**MATERIAL PROVIDED**
>> BEGIN
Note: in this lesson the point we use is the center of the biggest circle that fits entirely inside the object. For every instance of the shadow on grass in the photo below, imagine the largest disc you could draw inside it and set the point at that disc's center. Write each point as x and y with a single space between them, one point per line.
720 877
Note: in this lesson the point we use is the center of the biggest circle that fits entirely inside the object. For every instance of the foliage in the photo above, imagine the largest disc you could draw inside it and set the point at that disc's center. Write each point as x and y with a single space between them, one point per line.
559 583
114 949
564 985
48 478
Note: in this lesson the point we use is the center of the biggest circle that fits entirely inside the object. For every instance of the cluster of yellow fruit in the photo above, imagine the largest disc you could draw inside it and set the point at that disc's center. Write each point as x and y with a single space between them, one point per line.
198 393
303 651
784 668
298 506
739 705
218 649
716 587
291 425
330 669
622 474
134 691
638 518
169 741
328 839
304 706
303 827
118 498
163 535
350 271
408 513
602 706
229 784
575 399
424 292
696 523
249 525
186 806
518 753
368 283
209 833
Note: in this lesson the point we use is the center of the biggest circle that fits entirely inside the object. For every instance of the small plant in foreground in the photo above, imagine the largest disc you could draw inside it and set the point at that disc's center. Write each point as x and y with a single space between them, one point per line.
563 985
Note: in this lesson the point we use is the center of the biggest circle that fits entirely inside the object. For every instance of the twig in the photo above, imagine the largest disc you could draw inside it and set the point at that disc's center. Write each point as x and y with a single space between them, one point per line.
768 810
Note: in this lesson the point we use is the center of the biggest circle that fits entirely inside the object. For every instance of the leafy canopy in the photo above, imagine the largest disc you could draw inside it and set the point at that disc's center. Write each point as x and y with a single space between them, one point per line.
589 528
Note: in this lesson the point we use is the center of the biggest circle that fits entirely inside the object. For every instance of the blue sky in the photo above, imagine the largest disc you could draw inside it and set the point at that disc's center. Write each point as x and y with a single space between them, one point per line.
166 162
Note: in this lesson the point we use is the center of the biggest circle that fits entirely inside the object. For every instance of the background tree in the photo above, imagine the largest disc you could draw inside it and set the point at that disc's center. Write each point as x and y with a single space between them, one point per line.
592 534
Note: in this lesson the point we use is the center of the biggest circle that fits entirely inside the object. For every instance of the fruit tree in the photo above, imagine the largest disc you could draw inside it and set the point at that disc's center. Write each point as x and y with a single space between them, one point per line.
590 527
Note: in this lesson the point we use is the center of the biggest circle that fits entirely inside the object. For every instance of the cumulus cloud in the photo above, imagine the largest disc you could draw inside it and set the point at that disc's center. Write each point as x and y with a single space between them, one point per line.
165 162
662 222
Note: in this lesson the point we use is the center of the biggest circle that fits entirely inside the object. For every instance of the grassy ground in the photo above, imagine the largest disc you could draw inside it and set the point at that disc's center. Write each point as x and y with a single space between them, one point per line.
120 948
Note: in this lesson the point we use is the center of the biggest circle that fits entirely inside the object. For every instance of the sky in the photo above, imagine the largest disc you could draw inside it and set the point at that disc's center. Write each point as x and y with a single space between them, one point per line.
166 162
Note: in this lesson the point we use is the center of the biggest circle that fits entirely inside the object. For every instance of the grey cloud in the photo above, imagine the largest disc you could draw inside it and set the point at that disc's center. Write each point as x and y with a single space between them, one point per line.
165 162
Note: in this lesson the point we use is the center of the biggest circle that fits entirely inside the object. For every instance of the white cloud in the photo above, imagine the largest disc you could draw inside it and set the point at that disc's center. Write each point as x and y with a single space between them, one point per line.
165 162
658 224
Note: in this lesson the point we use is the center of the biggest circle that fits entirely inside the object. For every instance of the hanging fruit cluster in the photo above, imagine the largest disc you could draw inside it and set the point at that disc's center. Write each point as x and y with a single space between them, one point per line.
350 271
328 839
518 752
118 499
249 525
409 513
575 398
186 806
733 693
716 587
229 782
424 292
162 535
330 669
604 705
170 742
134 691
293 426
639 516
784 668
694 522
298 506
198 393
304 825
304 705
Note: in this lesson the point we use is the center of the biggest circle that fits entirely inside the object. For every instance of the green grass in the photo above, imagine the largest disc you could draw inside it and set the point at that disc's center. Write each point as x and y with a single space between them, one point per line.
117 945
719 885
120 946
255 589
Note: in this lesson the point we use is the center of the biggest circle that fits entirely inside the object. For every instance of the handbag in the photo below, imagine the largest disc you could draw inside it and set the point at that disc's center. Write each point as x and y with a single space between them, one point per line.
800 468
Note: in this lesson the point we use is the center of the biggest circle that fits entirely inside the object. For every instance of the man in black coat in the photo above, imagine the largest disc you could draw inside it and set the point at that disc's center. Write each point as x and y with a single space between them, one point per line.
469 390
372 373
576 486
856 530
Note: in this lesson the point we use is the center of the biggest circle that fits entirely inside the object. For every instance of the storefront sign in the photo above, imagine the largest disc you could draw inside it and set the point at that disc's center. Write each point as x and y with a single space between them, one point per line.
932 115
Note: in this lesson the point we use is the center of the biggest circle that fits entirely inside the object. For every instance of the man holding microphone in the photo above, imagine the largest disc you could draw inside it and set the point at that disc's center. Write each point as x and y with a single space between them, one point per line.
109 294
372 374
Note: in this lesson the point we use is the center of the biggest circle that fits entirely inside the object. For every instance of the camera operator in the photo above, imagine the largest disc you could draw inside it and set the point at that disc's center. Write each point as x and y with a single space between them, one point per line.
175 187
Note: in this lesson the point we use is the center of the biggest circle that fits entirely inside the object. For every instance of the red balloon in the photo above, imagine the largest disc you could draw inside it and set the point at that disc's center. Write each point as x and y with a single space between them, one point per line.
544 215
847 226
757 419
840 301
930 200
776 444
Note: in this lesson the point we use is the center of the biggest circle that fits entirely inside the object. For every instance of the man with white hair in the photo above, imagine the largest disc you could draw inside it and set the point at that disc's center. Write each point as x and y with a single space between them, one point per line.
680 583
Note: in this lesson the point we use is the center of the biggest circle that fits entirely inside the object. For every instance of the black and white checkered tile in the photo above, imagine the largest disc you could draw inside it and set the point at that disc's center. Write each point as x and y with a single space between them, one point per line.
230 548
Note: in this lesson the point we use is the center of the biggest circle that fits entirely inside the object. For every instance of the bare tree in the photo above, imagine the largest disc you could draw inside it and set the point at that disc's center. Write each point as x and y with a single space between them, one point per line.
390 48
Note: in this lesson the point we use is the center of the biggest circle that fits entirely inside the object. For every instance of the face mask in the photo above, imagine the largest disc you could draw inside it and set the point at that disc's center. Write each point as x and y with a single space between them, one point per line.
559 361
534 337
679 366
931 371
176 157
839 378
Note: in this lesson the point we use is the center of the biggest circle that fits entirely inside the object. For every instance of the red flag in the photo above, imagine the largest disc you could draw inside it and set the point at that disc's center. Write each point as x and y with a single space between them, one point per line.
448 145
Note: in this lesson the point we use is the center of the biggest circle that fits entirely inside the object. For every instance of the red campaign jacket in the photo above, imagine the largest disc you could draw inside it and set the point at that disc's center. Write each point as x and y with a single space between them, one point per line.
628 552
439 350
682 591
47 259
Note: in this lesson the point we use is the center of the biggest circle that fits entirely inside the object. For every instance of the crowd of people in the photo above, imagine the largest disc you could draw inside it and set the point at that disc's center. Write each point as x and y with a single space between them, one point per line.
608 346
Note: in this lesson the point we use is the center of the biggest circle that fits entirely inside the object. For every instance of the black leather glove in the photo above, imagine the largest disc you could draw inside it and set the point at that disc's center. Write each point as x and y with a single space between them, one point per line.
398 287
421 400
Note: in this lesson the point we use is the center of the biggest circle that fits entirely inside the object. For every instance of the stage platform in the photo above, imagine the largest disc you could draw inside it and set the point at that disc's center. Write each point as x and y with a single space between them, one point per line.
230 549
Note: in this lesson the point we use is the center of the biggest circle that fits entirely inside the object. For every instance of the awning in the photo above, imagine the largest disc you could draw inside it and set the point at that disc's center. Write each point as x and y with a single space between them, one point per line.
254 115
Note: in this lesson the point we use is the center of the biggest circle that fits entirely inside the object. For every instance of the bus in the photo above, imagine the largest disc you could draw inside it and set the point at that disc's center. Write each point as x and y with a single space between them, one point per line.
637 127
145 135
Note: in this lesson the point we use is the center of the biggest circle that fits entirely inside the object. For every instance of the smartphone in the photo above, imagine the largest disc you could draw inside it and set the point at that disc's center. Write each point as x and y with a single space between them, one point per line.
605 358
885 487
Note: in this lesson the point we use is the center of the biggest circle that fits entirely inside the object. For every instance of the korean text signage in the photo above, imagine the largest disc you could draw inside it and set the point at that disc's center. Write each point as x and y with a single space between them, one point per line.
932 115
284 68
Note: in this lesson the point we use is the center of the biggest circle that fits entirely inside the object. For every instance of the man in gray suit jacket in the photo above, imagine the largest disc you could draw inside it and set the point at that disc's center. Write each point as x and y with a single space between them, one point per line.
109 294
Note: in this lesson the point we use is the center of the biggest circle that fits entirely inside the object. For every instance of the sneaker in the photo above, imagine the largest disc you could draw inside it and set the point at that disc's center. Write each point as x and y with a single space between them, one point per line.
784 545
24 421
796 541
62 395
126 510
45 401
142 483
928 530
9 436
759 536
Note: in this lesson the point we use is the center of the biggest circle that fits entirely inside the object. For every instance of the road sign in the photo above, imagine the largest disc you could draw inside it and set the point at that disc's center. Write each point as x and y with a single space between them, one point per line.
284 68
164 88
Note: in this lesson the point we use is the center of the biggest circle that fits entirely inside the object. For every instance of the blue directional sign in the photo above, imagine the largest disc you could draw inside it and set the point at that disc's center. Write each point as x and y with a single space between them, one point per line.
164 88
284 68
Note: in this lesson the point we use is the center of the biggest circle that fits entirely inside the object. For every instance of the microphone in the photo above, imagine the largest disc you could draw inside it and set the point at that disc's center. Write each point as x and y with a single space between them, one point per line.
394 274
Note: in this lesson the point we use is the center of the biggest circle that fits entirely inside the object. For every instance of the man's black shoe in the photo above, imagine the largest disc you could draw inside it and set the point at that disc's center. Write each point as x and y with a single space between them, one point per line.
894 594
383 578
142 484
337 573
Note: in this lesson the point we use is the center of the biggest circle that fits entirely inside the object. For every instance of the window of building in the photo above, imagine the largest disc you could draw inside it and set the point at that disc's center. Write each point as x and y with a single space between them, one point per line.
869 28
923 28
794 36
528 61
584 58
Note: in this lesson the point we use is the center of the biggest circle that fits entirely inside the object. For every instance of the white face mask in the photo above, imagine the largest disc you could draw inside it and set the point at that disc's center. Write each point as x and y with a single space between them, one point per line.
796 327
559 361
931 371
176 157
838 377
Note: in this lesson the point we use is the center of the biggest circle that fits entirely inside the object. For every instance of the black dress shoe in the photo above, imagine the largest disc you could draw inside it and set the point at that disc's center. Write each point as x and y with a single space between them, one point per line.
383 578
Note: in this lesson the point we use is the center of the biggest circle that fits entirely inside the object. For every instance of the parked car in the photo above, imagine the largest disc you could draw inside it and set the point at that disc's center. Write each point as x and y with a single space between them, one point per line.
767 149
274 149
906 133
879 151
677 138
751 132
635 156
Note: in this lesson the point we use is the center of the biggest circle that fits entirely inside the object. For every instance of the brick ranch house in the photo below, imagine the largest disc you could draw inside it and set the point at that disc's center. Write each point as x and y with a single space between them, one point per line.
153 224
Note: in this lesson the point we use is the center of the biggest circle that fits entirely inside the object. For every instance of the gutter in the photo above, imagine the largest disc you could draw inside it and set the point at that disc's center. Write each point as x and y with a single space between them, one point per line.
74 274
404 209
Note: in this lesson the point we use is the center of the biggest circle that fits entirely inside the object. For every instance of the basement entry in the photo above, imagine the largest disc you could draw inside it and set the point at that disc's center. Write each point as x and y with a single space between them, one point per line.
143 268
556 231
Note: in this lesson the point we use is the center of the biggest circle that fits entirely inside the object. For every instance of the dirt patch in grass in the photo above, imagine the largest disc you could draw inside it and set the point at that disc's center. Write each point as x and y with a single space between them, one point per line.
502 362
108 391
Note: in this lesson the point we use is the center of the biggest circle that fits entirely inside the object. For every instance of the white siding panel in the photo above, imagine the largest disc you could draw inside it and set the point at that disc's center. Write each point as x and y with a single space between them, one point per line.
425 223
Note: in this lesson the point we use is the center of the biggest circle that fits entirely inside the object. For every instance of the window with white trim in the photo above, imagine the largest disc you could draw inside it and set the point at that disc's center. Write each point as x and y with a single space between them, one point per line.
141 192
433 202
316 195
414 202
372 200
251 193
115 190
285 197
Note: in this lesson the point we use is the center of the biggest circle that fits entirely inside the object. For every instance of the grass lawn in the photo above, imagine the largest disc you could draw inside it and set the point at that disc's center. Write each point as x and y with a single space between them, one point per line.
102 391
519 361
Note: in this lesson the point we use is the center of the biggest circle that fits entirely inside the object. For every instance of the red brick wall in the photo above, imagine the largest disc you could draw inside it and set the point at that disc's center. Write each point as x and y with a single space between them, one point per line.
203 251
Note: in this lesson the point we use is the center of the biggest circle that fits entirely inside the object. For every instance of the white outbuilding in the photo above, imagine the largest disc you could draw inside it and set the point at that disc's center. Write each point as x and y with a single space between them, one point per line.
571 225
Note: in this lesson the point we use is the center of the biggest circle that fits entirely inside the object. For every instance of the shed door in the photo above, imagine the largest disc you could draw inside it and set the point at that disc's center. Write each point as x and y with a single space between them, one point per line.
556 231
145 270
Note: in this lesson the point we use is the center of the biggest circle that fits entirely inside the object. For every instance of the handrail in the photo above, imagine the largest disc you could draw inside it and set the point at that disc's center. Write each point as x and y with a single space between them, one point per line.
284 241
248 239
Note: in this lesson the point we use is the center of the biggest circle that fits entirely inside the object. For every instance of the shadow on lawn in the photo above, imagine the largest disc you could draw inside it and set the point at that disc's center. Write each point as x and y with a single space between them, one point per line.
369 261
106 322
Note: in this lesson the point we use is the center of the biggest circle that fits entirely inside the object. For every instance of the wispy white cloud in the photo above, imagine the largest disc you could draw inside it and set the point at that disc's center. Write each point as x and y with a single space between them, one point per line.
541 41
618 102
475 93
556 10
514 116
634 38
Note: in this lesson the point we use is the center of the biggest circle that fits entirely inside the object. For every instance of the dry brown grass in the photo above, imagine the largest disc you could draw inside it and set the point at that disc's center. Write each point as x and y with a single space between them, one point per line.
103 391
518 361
>> END
**WHAT YOU WILL DO**
From the line containing "of the wispy" down to the last line, reproduce the records exactly. Include both ends.

**ANSWER TO THE EXERCISE**
Note: in this lesson the point we use is the center of the biggest circle that fits entirely inside the object. For every instance of the wispy white cloud in the photo above, imagine the largest disc you could draw inside it and set the point at that disc's center. Write each point as x and y with a single space between them, one point per line.
541 41
618 102
475 93
556 10
514 116
634 38
Note: in this lesson the point we use is the center of the biggest circle that fits entirely inside the object. For every instance of the dry brown grass in the photo above, imagine the largest disc you could draw inside it and set the point at that disc's center. Write each point as x and y with a single space between them, one point per line.
103 391
518 361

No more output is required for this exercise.